Zu unrecht vergessene Komponisten

Zu ihrer Zeit berühmt, heute eher unbekannt: so erging es vielen verdienten Komponisten im Laufe der Geschichte. Wir heute leben in einer Zeit, in der etliche Musiker, Institutionen und Ensembles daran arbeiten, vergessene Werke wiederzuendecken, aufzuführen, herauszugeben und einzuspielen.
In weiten Teilen vernetzte und digitalisierte Notenarchive machen dies heute etwas einfacher als noch vor 20 Jahren. Am Schattendasein vieler Namen, trotz der Wiederentdeckung einiger echter Meisterwerke, ändert dies dennoch erstaunlich wenig. Die „vergessenen“ haben es schwer, Gehöhr zu finden, geschweige denn einen dauerhaften Platz neben den im Konzertbetrieb etablierten Komponisten zu behaupten.

Sicher gibt es auch sie, die kleinen, „zu recht vergessenen Meister“, die solide und auch gefällige Gebrauchsmusiken und Gelegenheitswerke schufen, welche jedoch in Originalität und Bedeutung nicht soweit hervorstechen (gelegentlich lassen sich aber auch hier kleine „Perlen“ finden!), als dass sie einem zu recht als köstliche Rarität vorgelegt werden.

Hier soll es aber um echte Schwergewichte gehen, schöpferische Genies und Stars ihrer Epoche, deren Werk in nennenswertem Umfang die Merkmale Originalität, Eigenständigkeit, handwerkliche Qualität und Ausdruckskraft aufweist. Sie übten wesentlichen Einfluss auf andere Komponisten auf, was Ihnen nicht zuletzt musikgeschichtliche Bedeutung verleiht.
● ● ● ●
• **Gestellte Aufgaben**
A - Wiederholen Sie wörtlich die Passage aus dem Text über vergessene Komponisten, die mit "In weiten Teilen" beginnt und bis einschließlich "Komponisten zu behaupten." reicht.
B - Was macht es laut dem Text über vergessene Komponisten heute etwas einfacher als noch vor 20 Jahren, vergessene Werke wiederzuentdecken, aufzuführen, herauszugeben und einzuspielen?
Als Grundlage dient allein der Text über vergessene Komponisten.

Annotationsdaten zur Objektlokalisierung:
● ● ● ●
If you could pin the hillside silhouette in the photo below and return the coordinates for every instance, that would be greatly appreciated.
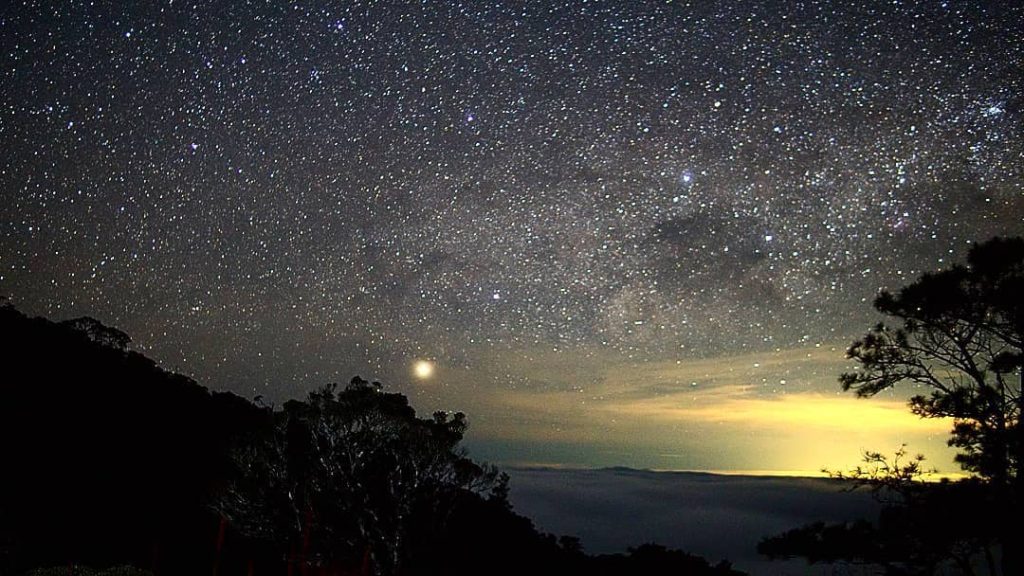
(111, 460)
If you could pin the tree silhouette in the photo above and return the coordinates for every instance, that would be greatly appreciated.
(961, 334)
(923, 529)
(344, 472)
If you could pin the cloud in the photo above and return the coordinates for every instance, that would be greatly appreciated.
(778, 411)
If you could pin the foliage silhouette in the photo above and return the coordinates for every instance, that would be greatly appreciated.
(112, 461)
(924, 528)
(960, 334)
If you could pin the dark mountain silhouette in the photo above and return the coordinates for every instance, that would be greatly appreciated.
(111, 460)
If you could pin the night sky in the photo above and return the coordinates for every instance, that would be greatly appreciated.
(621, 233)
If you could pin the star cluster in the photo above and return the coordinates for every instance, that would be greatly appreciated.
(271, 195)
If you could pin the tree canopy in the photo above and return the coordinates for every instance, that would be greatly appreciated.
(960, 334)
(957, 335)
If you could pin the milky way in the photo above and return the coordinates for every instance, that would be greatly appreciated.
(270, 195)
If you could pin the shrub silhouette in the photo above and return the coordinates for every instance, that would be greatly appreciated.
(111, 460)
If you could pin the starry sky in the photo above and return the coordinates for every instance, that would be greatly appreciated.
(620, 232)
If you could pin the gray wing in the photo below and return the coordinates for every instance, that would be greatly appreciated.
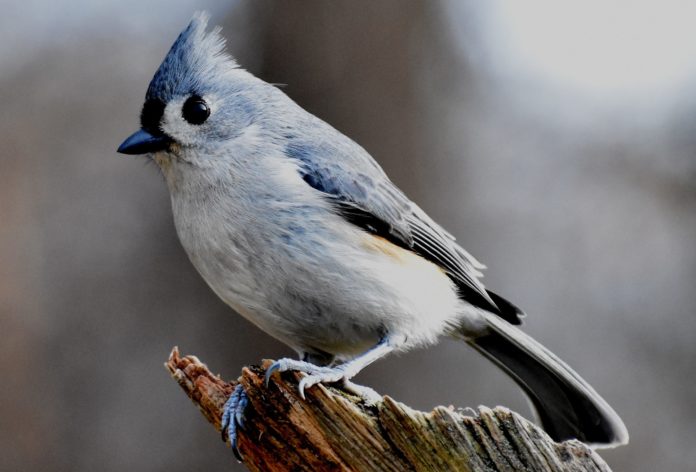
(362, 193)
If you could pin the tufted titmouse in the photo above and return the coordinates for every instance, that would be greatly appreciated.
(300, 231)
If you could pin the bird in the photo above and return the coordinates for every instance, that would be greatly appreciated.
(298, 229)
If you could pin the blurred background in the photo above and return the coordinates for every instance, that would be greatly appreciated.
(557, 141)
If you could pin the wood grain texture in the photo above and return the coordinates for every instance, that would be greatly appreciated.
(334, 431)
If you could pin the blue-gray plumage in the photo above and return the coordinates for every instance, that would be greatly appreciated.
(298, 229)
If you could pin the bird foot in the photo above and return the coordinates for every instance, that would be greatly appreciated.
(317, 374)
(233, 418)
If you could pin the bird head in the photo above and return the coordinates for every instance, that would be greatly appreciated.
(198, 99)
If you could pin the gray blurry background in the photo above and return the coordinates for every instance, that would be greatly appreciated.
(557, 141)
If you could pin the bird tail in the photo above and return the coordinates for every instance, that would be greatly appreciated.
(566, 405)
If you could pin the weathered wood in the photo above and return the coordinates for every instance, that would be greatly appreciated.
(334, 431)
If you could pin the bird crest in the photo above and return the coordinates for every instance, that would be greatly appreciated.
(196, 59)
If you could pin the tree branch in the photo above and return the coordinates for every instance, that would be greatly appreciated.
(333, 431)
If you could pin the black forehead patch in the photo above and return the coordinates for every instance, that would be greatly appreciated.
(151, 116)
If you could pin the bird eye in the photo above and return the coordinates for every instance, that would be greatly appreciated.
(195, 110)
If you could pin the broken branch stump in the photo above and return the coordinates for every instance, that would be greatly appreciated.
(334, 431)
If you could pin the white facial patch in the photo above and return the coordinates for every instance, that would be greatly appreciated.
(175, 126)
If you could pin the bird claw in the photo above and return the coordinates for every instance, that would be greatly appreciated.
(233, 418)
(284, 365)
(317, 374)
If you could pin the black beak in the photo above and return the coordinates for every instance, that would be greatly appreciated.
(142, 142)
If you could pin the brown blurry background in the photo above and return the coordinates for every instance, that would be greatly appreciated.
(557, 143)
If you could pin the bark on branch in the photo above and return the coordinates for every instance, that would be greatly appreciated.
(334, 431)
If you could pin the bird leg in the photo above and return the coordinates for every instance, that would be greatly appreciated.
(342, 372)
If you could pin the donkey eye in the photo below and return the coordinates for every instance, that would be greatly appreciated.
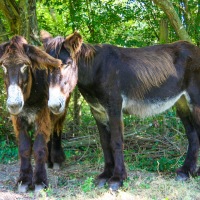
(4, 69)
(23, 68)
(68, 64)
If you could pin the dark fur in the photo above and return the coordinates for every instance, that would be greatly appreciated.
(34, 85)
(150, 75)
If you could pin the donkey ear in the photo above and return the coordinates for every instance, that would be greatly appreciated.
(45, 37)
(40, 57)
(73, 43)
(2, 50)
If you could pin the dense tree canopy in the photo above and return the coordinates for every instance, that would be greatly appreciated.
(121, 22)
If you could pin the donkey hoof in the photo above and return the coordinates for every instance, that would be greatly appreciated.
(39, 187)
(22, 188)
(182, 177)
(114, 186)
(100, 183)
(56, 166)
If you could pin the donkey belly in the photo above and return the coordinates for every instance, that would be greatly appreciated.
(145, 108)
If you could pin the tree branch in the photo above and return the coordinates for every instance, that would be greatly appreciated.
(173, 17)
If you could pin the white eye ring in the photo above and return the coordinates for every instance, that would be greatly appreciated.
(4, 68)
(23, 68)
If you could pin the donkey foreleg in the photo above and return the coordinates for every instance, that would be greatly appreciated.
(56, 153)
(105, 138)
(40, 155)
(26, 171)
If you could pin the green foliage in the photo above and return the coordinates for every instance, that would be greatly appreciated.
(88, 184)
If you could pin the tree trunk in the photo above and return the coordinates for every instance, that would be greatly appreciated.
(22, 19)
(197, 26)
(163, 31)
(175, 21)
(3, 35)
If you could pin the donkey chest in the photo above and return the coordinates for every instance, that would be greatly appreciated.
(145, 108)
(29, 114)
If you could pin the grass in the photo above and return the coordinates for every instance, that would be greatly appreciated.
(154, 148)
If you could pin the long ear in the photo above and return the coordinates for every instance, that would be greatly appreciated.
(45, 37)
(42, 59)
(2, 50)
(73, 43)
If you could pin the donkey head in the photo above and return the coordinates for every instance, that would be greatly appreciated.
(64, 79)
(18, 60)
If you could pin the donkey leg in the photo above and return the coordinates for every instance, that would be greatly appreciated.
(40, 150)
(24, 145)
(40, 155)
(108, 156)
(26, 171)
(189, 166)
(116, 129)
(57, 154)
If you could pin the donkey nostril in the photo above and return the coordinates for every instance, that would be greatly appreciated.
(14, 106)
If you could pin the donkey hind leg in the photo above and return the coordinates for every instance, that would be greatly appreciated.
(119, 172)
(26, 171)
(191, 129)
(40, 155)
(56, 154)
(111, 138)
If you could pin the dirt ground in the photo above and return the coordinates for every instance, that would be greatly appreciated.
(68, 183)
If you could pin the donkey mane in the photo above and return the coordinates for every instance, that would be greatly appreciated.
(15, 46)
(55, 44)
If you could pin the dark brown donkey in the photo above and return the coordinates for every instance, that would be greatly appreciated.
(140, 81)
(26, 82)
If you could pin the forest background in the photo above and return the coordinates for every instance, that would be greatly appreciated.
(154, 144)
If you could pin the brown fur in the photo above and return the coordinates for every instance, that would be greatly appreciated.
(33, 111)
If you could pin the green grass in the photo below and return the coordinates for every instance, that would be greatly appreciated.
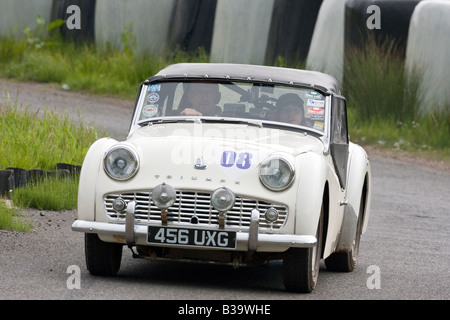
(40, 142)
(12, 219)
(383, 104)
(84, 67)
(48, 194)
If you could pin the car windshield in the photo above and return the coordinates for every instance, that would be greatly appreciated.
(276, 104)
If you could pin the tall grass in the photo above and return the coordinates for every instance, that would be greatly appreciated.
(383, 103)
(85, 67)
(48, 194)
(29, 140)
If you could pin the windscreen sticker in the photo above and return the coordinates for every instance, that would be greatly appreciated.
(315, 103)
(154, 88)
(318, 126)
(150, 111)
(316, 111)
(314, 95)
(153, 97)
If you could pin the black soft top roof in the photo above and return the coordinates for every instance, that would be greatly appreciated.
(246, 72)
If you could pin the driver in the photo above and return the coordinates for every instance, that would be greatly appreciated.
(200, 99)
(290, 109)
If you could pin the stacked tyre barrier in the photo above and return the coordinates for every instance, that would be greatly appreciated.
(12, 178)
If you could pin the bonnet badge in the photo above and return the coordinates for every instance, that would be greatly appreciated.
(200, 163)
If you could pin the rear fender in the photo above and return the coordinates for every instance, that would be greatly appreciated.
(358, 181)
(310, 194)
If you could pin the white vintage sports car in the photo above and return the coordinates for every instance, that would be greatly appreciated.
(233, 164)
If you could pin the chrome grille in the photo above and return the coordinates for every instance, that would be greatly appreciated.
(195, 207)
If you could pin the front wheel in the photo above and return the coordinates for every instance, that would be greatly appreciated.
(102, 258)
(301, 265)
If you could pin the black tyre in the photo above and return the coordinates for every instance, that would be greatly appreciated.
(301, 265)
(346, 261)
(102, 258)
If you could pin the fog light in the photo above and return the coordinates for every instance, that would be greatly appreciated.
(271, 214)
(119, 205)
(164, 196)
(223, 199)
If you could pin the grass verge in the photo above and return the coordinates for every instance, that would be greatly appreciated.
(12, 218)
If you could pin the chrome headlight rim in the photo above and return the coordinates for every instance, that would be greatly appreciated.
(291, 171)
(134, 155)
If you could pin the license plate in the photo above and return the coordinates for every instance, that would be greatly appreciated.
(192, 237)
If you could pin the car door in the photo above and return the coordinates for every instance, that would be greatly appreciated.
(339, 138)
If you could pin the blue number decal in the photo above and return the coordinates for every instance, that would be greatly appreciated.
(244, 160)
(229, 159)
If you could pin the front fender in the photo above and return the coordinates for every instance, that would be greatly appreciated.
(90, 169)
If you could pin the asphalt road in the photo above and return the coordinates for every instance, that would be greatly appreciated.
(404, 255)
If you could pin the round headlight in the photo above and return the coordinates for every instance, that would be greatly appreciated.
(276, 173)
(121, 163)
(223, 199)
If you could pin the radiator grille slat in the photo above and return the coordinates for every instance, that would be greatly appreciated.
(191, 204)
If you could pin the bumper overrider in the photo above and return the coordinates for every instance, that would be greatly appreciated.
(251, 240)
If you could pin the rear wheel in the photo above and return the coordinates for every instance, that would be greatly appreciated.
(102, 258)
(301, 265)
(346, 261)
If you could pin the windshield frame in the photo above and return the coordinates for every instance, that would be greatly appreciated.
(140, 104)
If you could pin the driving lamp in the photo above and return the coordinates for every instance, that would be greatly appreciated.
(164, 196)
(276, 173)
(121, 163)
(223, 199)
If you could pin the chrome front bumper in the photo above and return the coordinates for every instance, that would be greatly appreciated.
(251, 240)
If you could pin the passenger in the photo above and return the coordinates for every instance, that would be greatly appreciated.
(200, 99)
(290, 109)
● ● ● ●
• **Vollständige Lösungen**
A -
In weiten Teilen vernetzte und digitalisierte Notenarchive machen dies heute etwas einfacher als noch vor 20 Jahren. Am Schattendasein vieler Namen, trotz der Wiederentdeckung einiger echter Meisterwerke, ändert dies dennoch erstaunlich wenig. Die „vergessenen“ haben es schwer, Gehöhr zu finden, geschweige denn einen dauerhaften Platz neben den im Konzertbetrieb etablierten Komponisten zu behaupten.

B - In weiten Teilen vernetzte und digitalisierte Notenarchive machen dies heute etwas einfacher.